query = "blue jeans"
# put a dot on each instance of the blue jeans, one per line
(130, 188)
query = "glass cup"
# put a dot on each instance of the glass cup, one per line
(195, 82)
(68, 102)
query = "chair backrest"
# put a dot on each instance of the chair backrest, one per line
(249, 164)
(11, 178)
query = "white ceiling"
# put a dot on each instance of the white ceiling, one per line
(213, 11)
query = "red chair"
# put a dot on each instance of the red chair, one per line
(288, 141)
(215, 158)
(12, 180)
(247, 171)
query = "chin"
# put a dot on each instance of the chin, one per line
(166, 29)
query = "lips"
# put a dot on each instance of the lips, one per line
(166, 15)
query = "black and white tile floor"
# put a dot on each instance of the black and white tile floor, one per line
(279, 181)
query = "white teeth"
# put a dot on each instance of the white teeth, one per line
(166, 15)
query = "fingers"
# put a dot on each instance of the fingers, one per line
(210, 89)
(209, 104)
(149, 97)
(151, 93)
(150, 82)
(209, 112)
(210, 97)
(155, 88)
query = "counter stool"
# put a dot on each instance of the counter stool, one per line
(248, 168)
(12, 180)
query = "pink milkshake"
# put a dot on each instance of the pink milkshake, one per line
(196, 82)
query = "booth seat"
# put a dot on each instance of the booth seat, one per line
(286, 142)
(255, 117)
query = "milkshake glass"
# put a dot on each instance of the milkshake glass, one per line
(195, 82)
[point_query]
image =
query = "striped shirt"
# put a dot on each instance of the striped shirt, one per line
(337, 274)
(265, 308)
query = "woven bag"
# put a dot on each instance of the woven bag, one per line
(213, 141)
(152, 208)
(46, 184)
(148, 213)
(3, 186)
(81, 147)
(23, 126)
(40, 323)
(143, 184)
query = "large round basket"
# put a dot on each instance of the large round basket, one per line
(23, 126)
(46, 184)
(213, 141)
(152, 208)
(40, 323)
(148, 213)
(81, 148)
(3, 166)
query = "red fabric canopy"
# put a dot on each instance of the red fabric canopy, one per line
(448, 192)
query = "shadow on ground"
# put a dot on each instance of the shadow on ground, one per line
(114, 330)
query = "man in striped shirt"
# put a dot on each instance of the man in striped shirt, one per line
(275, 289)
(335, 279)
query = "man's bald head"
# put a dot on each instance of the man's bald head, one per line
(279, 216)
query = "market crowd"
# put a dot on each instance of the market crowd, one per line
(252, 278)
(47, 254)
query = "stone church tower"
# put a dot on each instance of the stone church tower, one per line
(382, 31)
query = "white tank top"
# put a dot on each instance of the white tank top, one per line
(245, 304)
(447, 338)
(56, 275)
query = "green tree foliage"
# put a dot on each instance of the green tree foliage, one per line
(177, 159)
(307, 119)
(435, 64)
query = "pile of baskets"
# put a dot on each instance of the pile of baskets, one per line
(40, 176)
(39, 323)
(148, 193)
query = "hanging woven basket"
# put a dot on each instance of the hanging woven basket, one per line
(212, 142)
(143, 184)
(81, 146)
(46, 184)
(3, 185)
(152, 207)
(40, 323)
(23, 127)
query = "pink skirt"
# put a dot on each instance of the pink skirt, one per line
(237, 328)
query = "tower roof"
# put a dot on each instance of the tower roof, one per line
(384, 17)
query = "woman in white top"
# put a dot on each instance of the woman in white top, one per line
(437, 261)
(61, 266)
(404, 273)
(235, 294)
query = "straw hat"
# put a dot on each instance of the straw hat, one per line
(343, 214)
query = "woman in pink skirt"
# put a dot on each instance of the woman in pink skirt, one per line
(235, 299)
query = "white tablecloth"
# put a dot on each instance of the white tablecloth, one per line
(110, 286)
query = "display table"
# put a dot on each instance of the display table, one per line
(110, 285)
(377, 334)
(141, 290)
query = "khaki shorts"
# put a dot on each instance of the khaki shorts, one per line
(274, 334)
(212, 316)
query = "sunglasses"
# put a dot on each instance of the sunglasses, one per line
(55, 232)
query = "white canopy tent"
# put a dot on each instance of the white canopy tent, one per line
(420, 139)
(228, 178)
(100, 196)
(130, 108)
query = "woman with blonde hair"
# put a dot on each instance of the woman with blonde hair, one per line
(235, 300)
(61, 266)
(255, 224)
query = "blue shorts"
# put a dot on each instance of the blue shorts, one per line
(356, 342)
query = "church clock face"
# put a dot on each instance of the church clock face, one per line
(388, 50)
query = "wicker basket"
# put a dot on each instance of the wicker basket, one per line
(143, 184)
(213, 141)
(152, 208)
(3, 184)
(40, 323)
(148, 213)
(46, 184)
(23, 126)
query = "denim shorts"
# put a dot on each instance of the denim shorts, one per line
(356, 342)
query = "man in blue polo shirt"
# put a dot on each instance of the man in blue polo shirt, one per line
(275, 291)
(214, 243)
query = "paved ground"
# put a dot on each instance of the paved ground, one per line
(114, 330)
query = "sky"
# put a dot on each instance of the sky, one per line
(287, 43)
--- --- ---
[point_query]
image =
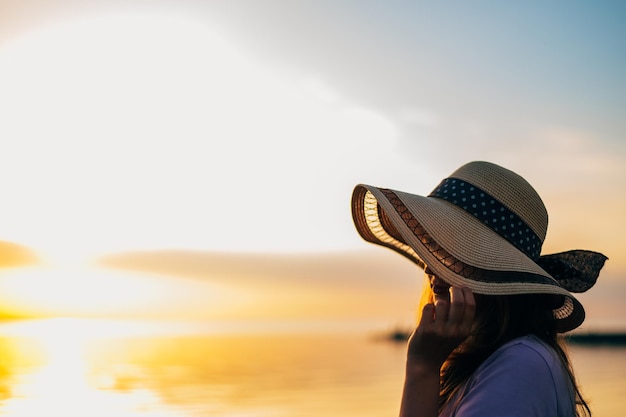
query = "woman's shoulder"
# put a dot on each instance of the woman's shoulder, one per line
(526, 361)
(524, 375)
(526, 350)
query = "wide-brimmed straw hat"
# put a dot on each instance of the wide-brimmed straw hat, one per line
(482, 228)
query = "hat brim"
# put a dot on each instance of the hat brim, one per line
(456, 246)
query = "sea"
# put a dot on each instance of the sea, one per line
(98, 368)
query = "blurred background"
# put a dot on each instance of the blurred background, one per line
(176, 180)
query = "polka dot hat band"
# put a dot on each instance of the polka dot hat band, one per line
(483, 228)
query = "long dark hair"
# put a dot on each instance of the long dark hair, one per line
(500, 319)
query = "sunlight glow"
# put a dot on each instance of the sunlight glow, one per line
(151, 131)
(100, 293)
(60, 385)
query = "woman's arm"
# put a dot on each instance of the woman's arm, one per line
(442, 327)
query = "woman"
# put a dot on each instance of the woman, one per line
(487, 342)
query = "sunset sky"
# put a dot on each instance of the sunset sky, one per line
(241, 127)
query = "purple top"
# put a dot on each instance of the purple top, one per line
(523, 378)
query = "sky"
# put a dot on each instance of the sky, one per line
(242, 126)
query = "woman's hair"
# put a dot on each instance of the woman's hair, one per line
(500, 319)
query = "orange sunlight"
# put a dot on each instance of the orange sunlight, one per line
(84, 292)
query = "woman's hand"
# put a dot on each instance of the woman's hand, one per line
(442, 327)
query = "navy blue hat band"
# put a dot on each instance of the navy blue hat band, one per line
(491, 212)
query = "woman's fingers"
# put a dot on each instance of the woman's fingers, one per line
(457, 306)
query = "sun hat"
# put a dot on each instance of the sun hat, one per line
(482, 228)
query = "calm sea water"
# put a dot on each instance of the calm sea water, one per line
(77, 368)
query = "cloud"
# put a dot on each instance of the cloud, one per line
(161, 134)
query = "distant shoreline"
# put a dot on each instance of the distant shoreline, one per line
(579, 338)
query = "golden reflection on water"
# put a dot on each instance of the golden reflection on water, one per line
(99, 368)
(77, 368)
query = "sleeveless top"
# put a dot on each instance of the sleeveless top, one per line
--- --- ---
Return each line from the data where the string "sleeveless" can be found.

query = "sleeveless top"
# put a dot on each instance of the sleeveless top, one per line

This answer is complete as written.